▸ **EXERCISE AIM**
Repeat the items below word for word, starting at the line that contains "the man's neck" and stopping after the line that contains "<point>472,203</point>".

▸ **RECORDS PROVIDED**
>>>>>

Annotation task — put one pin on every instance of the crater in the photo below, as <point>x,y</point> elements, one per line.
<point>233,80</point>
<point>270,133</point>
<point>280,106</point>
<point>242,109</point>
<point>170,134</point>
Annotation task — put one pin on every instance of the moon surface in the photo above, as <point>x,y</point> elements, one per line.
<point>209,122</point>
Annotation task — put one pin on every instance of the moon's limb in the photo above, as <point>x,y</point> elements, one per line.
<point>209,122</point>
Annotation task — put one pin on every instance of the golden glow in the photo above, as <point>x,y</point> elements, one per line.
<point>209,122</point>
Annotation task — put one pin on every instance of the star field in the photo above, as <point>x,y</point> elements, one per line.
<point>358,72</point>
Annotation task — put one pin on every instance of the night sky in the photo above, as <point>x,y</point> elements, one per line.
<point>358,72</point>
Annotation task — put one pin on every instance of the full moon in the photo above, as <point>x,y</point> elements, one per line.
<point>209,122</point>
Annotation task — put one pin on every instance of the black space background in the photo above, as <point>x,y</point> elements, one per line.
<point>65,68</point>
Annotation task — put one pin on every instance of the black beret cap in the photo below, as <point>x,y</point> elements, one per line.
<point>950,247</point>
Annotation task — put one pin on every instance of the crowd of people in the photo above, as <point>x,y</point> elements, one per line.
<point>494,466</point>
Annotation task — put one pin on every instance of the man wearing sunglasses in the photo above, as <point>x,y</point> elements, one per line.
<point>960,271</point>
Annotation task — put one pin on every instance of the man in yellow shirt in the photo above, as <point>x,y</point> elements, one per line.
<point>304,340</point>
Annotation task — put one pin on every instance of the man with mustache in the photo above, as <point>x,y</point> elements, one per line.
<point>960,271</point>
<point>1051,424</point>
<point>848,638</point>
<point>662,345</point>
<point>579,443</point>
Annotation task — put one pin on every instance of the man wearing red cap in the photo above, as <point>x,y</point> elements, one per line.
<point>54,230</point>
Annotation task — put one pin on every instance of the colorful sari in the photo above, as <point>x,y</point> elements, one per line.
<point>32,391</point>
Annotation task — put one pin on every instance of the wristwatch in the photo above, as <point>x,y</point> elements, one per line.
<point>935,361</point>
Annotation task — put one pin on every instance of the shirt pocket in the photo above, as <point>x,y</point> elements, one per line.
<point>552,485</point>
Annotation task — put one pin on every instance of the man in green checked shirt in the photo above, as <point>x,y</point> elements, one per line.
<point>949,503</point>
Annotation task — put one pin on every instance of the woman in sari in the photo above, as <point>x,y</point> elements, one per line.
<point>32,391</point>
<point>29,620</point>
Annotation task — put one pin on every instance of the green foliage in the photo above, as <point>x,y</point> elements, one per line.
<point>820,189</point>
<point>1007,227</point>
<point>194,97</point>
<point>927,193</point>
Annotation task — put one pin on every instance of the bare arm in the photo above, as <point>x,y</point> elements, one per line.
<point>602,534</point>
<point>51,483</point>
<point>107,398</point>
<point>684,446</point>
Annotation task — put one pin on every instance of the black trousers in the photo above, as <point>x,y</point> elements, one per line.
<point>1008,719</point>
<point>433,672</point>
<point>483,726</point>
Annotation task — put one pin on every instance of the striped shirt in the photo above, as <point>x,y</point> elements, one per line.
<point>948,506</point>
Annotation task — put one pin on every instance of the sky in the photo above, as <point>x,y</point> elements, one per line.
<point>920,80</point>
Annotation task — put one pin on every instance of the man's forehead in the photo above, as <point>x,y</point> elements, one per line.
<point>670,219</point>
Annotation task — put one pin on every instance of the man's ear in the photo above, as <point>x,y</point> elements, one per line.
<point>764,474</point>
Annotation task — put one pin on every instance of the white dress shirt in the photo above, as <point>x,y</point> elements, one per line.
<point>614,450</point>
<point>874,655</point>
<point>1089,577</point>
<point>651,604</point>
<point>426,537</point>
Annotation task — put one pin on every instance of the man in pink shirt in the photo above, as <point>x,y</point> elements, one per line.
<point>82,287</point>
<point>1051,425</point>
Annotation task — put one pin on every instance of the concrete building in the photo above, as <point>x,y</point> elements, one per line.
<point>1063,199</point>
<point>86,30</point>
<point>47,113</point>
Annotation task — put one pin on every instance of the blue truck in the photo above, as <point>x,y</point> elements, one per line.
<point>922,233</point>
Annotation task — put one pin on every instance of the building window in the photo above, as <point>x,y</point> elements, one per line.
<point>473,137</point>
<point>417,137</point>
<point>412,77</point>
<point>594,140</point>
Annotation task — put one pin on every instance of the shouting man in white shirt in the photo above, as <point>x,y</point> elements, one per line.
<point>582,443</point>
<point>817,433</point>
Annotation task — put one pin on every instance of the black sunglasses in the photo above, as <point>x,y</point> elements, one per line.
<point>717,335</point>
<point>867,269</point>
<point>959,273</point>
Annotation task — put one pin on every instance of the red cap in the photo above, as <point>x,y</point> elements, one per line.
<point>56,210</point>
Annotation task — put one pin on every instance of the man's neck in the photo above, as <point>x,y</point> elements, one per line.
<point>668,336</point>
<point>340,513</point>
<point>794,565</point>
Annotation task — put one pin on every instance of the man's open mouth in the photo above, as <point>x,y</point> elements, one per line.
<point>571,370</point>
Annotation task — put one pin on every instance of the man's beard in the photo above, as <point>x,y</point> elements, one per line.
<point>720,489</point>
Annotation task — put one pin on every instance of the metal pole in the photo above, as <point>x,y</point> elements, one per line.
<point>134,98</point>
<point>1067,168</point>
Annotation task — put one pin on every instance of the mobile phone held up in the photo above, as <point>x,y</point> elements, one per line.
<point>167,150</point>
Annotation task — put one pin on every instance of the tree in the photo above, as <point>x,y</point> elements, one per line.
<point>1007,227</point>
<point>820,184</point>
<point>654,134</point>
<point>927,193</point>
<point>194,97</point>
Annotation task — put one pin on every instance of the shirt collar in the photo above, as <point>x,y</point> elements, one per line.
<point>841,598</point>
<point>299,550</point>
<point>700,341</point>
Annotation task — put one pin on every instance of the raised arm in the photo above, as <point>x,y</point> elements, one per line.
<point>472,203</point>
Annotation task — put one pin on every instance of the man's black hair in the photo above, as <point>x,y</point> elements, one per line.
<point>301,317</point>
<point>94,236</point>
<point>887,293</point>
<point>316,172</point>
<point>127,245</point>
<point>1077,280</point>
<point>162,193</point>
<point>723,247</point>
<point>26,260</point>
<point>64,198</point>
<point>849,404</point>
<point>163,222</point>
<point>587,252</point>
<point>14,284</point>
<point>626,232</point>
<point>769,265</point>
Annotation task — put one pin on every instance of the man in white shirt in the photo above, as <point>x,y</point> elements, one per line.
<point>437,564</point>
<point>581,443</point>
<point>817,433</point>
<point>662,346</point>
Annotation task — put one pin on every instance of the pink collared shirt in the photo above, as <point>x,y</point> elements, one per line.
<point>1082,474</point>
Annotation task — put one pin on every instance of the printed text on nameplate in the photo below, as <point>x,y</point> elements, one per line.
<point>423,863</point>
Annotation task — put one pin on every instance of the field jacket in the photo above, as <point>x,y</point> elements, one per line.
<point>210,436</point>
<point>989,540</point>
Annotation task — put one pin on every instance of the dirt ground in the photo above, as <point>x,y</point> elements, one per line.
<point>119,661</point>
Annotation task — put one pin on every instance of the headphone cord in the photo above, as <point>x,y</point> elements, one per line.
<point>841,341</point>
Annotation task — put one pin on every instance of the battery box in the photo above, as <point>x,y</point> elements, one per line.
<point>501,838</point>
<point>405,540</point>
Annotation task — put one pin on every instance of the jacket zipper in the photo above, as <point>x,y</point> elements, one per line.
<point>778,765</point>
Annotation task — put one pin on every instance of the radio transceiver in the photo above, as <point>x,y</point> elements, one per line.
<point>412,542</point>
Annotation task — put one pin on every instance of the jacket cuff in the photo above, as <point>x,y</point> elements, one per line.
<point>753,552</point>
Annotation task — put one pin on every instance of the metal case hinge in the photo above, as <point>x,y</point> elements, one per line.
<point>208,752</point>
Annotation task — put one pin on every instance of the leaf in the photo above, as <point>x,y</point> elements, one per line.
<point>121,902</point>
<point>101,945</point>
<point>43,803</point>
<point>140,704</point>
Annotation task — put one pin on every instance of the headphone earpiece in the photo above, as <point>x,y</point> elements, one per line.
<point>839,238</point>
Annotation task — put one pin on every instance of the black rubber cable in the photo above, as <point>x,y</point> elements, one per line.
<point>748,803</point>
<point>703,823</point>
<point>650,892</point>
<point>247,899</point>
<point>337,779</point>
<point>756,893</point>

<<<<<

▸ **EXERCISE ANSWER**
Annotation task — put one pin on every instance of the man's neck in the photo above, as <point>x,y</point> elements, one per line.
<point>668,336</point>
<point>340,513</point>
<point>794,565</point>
Annotation task — put one pin on every instance of the man's open mouth in the photo above, as <point>x,y</point> elements, one per line.
<point>571,370</point>
Annotation task — put one pin on every instance of the man's beard in the photo above, as <point>x,y</point> elements, one per line.
<point>720,489</point>
Annotation task — put one pin on every instance of the metal pole in the photo above, as <point>x,y</point> elements, one per line.
<point>134,98</point>
<point>1067,168</point>
Annotation task — put one pin on every instance of the mobile phone held up in the photo above, as <point>x,y</point> elements, one per line.
<point>167,150</point>
Annotation task — put one pin on every instance of the tree in the photo above, as <point>x,y</point> elements, one per line.
<point>1007,227</point>
<point>820,184</point>
<point>654,134</point>
<point>927,193</point>
<point>194,97</point>
Annotation task — put one pin on every instance of the shirt collar in the photo above, as <point>x,y</point> elements, one per line.
<point>841,598</point>
<point>299,550</point>
<point>700,341</point>
Annotation task — put one pin on every instance of the raised arm in the photo above, as <point>x,y</point> elements, one per line.
<point>472,203</point>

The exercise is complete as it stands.